EXERCISE AIM => Rewrite the rows below with every "snow-covered roadside" swapped for "frozen riverbank" and nothing else changed, leaving the pictures out of your answer.

-- Start of PROVIDED INFORMATION --

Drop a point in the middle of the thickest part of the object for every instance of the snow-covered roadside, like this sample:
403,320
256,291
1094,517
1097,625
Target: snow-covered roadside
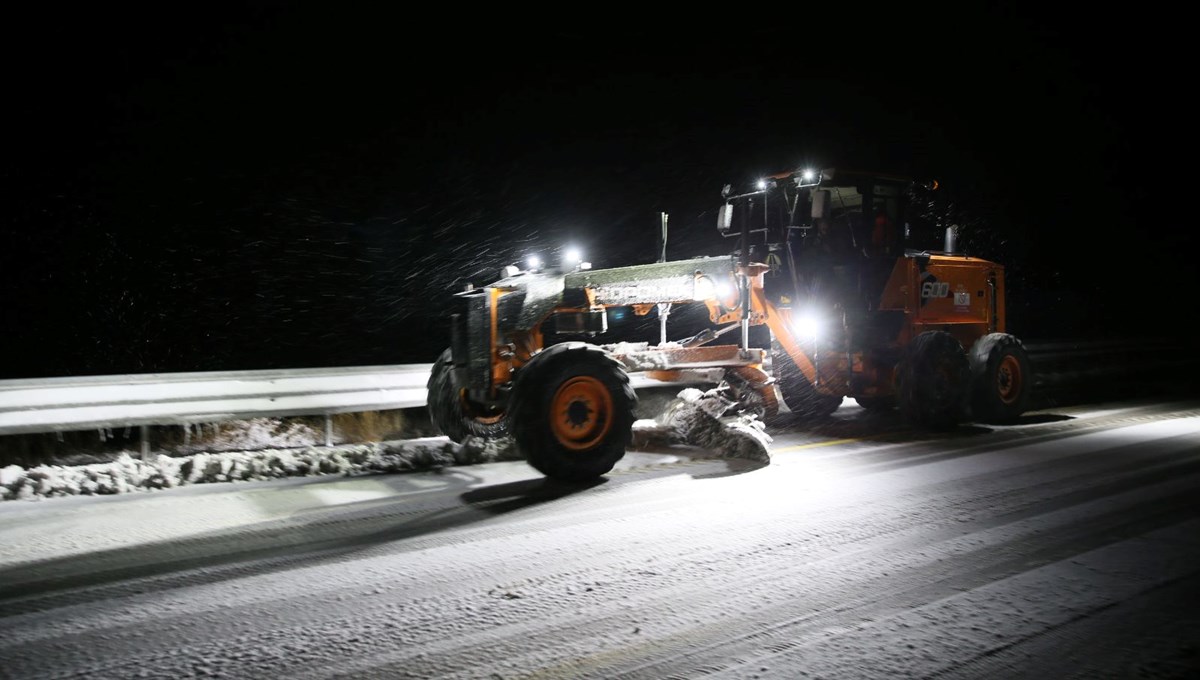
695,417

-- End of PROVIDED INFORMATION --

EXERCISE OUTPUT =>
Drop a point in the middle of the thickest part of the object for every instance of the frozen riverbank, like this sample:
403,320
256,291
1094,517
1097,625
Target: frozen riverbank
695,417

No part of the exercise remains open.